_Written request_
Which lines in the items below contain the word "from"? Copy each of those lines in full.

>> Start The input

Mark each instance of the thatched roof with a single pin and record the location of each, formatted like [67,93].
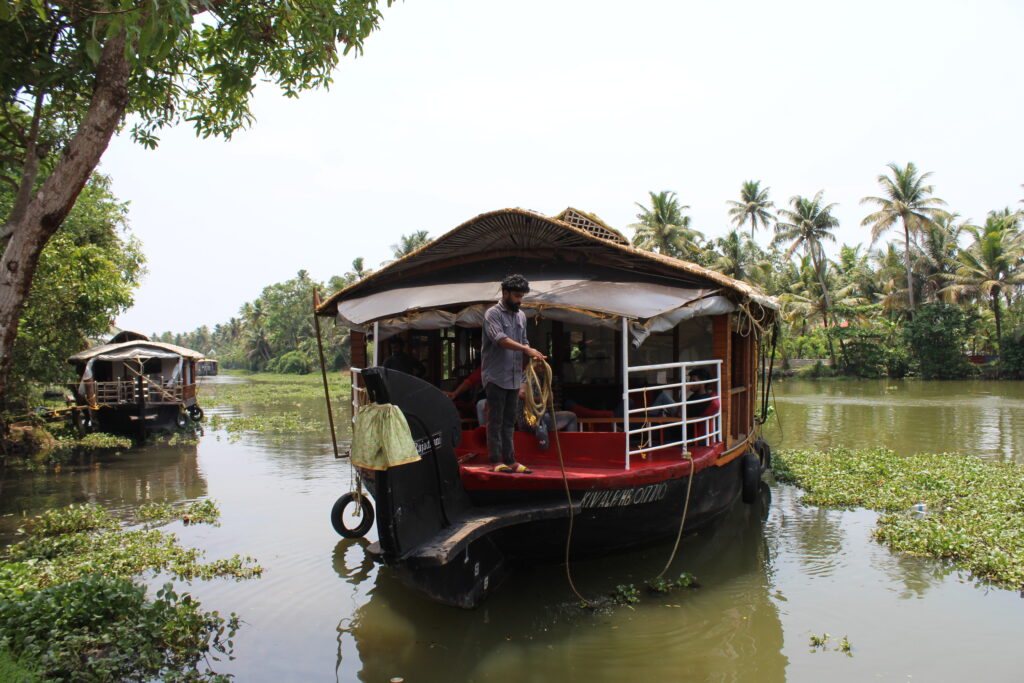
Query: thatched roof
[135,348]
[572,237]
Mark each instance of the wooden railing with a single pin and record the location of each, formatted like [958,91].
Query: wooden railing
[155,391]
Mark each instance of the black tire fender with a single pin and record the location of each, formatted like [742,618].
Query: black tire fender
[750,469]
[338,516]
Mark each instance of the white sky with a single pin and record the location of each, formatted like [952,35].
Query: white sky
[462,107]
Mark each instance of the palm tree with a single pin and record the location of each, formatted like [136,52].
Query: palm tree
[753,206]
[906,200]
[992,265]
[805,227]
[664,228]
[938,249]
[408,244]
[734,255]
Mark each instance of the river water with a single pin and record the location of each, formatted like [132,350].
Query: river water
[770,577]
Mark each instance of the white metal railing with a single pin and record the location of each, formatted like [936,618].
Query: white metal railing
[156,390]
[677,408]
[359,395]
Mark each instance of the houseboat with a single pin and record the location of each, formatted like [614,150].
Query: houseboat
[207,368]
[132,385]
[656,359]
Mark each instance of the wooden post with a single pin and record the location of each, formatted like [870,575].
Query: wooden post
[140,407]
[721,349]
[327,390]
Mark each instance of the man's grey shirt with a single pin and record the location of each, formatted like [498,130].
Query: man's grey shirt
[501,366]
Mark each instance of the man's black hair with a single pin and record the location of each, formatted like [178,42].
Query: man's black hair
[515,283]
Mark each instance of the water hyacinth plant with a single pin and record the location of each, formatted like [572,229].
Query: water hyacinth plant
[947,506]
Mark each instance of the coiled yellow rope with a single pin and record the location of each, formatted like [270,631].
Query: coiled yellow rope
[540,399]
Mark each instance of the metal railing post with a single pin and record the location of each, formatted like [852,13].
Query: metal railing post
[626,387]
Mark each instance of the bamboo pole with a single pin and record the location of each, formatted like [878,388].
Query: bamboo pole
[327,390]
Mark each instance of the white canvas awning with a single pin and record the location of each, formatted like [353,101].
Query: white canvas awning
[650,307]
[633,300]
[134,350]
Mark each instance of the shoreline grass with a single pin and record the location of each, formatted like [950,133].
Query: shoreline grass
[946,506]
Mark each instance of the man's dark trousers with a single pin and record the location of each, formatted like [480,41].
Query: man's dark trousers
[501,422]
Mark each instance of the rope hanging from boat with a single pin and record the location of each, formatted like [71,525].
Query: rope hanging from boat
[682,521]
[537,385]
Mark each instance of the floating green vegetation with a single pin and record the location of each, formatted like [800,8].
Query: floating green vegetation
[685,580]
[279,423]
[69,543]
[947,506]
[819,641]
[293,398]
[266,388]
[626,594]
[199,512]
[70,609]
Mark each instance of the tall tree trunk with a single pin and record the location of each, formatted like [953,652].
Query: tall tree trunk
[42,216]
[998,328]
[825,315]
[906,258]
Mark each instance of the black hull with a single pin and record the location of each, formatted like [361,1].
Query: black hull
[124,419]
[609,525]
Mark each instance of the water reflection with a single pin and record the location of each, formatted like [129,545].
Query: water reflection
[152,474]
[532,629]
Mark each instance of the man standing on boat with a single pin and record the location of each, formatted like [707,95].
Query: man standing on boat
[505,348]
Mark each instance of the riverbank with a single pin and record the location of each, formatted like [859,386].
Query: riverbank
[947,506]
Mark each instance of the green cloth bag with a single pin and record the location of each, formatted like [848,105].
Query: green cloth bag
[381,437]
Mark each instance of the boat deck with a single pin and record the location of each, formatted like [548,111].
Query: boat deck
[593,460]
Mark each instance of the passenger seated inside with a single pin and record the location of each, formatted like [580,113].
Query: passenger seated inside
[701,401]
[401,360]
[469,389]
[565,421]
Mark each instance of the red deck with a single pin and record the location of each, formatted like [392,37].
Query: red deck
[593,460]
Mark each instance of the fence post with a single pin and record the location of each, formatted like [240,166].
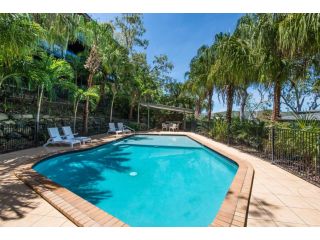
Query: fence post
[272,145]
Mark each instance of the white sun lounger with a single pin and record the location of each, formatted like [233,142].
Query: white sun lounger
[55,138]
[124,128]
[68,134]
[112,129]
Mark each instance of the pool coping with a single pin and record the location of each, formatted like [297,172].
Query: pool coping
[232,213]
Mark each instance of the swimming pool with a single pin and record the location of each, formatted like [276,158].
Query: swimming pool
[147,180]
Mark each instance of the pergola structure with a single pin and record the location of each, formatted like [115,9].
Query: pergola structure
[167,108]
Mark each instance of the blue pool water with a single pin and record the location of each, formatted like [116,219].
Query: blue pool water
[147,180]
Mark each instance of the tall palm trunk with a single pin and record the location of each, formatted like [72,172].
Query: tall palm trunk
[210,94]
[197,108]
[111,110]
[86,107]
[276,101]
[38,111]
[75,115]
[243,102]
[131,111]
[230,94]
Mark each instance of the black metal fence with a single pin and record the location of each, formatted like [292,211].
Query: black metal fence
[296,151]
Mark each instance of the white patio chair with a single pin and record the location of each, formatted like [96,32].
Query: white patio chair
[124,128]
[165,126]
[55,138]
[112,129]
[68,134]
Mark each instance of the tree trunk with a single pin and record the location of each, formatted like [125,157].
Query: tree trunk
[75,116]
[276,101]
[86,107]
[131,111]
[210,104]
[138,118]
[38,112]
[230,93]
[243,103]
[197,108]
[111,110]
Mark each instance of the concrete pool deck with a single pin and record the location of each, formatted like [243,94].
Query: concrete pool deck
[278,197]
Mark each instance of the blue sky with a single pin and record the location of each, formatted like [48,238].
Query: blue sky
[180,35]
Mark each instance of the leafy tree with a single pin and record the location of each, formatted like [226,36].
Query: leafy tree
[44,73]
[132,30]
[98,37]
[232,68]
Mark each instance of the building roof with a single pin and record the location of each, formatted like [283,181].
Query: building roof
[168,108]
[311,115]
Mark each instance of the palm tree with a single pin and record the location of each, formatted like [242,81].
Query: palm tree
[46,72]
[269,56]
[19,37]
[200,79]
[233,66]
[97,37]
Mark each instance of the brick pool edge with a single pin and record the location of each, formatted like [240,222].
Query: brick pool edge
[232,213]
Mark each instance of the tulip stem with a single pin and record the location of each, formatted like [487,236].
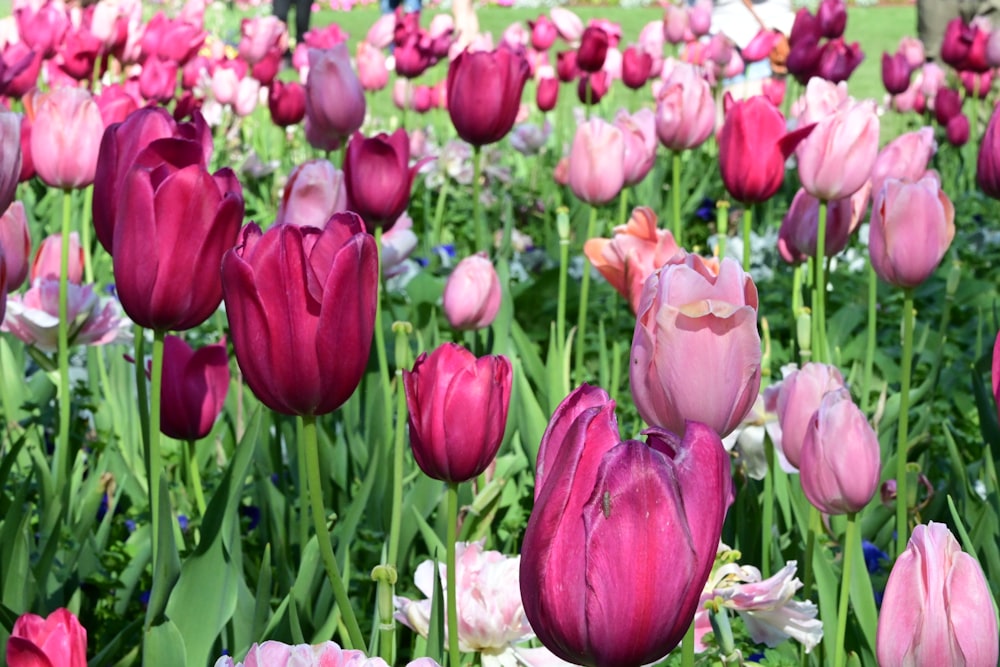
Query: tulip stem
[850,548]
[902,498]
[747,224]
[482,238]
[871,339]
[155,461]
[454,659]
[581,326]
[63,458]
[354,639]
[675,197]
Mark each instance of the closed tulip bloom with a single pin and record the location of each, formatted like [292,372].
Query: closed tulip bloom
[458,411]
[335,100]
[837,157]
[696,351]
[662,502]
[193,388]
[301,309]
[56,641]
[937,607]
[174,223]
[799,397]
[378,177]
[65,137]
[597,162]
[484,93]
[314,192]
[634,252]
[472,294]
[15,242]
[840,465]
[912,227]
[988,163]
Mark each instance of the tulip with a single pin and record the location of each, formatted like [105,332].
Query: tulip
[696,351]
[302,344]
[937,606]
[840,467]
[635,251]
[753,148]
[378,177]
[597,162]
[335,100]
[173,224]
[662,502]
[837,157]
[912,226]
[65,138]
[33,317]
[484,93]
[56,641]
[905,157]
[47,260]
[10,157]
[193,388]
[685,111]
[287,103]
[314,192]
[458,411]
[799,397]
[121,144]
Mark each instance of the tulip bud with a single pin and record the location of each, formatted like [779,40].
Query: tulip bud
[696,351]
[912,226]
[472,294]
[596,497]
[937,606]
[458,411]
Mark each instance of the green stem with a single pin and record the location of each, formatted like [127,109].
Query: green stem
[581,324]
[63,457]
[675,197]
[747,225]
[845,587]
[454,658]
[155,461]
[902,445]
[309,443]
[482,237]
[866,385]
[194,477]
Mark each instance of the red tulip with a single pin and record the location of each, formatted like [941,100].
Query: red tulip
[617,528]
[173,224]
[301,309]
[484,94]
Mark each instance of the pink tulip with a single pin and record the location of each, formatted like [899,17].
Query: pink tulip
[635,251]
[58,640]
[597,162]
[837,157]
[15,242]
[936,609]
[696,351]
[912,227]
[472,294]
[313,193]
[65,137]
[799,396]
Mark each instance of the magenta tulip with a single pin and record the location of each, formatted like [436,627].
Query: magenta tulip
[696,351]
[458,411]
[937,607]
[484,93]
[301,309]
[662,502]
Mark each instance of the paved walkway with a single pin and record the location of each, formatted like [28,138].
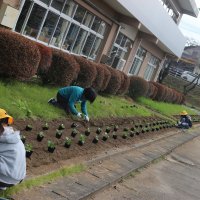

>> End The input

_Final result_
Mark each instance of the rope hanging from boat with a single pin and record the location of each, formatted like [71,525].
Query: rope hanging from boat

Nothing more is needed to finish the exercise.